### Work instructions
Transcribe the listing word for word.

Available data section start

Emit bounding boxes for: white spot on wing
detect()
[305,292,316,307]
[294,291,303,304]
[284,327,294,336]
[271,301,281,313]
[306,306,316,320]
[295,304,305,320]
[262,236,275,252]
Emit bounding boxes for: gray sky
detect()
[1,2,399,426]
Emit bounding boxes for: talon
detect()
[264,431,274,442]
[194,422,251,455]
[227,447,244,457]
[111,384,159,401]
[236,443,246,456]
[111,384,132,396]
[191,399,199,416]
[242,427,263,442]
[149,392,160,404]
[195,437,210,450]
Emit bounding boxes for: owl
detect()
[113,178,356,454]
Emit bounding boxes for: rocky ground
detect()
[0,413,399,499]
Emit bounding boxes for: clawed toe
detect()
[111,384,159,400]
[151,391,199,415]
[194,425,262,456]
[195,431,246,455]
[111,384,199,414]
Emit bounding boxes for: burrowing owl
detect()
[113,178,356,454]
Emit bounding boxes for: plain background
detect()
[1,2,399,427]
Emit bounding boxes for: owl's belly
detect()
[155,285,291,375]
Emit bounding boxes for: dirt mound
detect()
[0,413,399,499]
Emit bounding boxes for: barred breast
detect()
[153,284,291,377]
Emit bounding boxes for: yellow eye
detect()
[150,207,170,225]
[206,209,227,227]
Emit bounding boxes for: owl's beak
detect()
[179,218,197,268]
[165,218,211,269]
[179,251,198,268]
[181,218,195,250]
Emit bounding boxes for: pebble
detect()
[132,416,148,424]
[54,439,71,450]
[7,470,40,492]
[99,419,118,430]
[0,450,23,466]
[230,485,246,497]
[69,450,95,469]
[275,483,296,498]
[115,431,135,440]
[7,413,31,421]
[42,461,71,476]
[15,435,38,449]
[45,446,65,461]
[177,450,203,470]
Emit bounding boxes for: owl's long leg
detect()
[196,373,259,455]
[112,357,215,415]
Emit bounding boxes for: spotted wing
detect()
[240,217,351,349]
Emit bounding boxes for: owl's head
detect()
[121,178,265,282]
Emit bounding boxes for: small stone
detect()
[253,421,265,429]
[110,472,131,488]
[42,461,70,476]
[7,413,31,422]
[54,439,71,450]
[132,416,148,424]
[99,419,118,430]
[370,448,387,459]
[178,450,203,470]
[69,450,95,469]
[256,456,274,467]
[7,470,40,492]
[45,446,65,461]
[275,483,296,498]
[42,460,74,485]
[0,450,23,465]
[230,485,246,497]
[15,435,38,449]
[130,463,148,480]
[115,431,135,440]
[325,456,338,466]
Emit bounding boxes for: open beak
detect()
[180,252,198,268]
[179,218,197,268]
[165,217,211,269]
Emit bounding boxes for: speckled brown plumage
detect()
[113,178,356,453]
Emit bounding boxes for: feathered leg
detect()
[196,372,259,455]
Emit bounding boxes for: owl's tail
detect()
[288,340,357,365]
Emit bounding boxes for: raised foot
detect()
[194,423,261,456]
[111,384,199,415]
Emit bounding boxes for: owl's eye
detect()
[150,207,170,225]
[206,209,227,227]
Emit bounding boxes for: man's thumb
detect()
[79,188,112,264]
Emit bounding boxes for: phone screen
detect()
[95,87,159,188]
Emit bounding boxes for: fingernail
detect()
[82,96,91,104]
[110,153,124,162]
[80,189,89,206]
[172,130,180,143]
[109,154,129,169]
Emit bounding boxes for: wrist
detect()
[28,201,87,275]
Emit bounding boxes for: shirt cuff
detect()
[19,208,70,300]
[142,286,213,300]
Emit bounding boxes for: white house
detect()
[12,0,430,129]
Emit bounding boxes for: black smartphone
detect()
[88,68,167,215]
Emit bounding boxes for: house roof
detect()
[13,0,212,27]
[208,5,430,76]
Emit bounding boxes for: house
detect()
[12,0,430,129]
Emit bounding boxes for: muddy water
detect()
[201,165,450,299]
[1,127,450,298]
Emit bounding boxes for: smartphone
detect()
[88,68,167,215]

Available data section end

### Answer to this exercise
Emit bounding boxes for: white spot on wing
detect()
[305,292,316,307]
[294,291,303,304]
[284,327,294,336]
[271,301,281,313]
[306,306,316,320]
[295,304,305,320]
[262,236,275,252]
Emit bounding boxes for: gray sky
detect()
[1,2,399,426]
Emit bounding boxes for: talon
detect()
[264,431,274,442]
[194,422,251,455]
[227,447,244,457]
[111,384,159,401]
[236,443,246,456]
[111,384,132,396]
[191,399,199,416]
[242,427,263,442]
[149,392,160,404]
[195,437,210,450]
Emit bounding boxes for: owl
detect()
[113,178,356,454]
Emit bounding boxes for: rocky ground
detect()
[0,413,399,499]
Emit bounding boxes for: clawed toe
detect()
[111,384,159,400]
[151,391,199,415]
[194,425,262,456]
[195,431,246,455]
[111,384,199,414]
Emit bounding boxes for: burrowing owl
detect()
[113,178,356,454]
Emit bounding boxes for: plain background
detect()
[1,2,399,427]
Emit bounding boxes for: owl's belly
detect()
[155,285,291,375]
Emit bounding boxes for: dirt mound
detect()
[0,413,399,499]
Emit bounding boxes for: barred breast
detect()
[153,284,291,377]
Emit bounding boxes for: yellow eye
detect()
[150,207,170,225]
[206,209,227,227]
Emit bounding boxes for: owl's beak
detect()
[179,218,197,268]
[165,218,211,269]
[179,251,198,268]
[181,218,195,250]
Emit bounding boxes for: pebble
detect()
[132,416,148,424]
[54,439,71,450]
[7,470,40,492]
[99,419,118,430]
[0,450,23,466]
[230,485,246,497]
[69,450,95,469]
[275,483,296,498]
[115,431,135,440]
[7,413,31,421]
[42,461,71,476]
[15,435,38,449]
[45,446,65,461]
[177,450,203,470]
Emit bounding boxes for: owl's long leg
detect()
[196,373,259,455]
[112,357,215,415]
Emit bounding boxes for: spotted wing
detect()
[240,217,351,349]
Emit bounding boxes for: owl's head
detect()
[121,178,265,282]
Emit bounding boxes for: small stone
detect()
[253,421,265,429]
[110,472,131,488]
[42,461,70,476]
[7,413,31,422]
[54,439,71,450]
[132,416,148,424]
[99,419,118,430]
[370,448,387,459]
[178,450,203,470]
[69,450,95,469]
[256,456,274,467]
[7,470,40,492]
[45,446,65,461]
[275,483,296,498]
[42,460,74,485]
[0,450,23,465]
[230,485,246,497]
[15,435,38,449]
[130,463,148,480]
[115,431,135,440]
[325,456,338,466]
Emit bounding boxes for: open beak
detect()
[180,252,198,268]
[179,218,197,268]
[165,217,211,269]
Emit bounding boxes for: speckled brown plumage
detect()
[113,178,356,453]
Emit bounding boxes for: feathered leg
detect()
[196,372,259,455]
Emit bounding boxes for: owl's tail
detect()
[288,340,357,365]
Emit bounding boxes for: raised foot
detect()
[194,423,261,456]
[111,384,199,415]
Emit bounding boxes for: owl's eye
detect()
[150,207,170,225]
[206,209,227,227]
Emit bounding boxes for: man's thumb
detect()
[79,188,112,264]
Emit bounding boxes for: phone screen
detect()
[95,87,159,188]
Emit bounding boxes for: fingernail
detect()
[82,96,91,104]
[110,153,124,162]
[80,189,89,206]
[172,130,180,143]
[109,154,129,169]
Emit bounding boxes for: wrist
detect()
[28,201,87,275]
Emit bounding boxes for: shirt cuff
detect()
[19,208,70,300]
[142,286,213,300]
Emit bounding boxes for: white house
detect()
[12,0,430,129]
Emit bounding boxes for: black smartphone
detect()
[88,68,167,215]
Emit bounding boxes for: house roof
detect()
[13,0,212,27]
[208,5,430,76]
Emit bounding boxes for: house
detect()
[12,0,430,129]
Emit bounding boxes for: muddy water
detect()
[201,165,450,299]
[1,127,450,298]
Emit bounding boxes for: smartphone
detect()
[88,68,167,215]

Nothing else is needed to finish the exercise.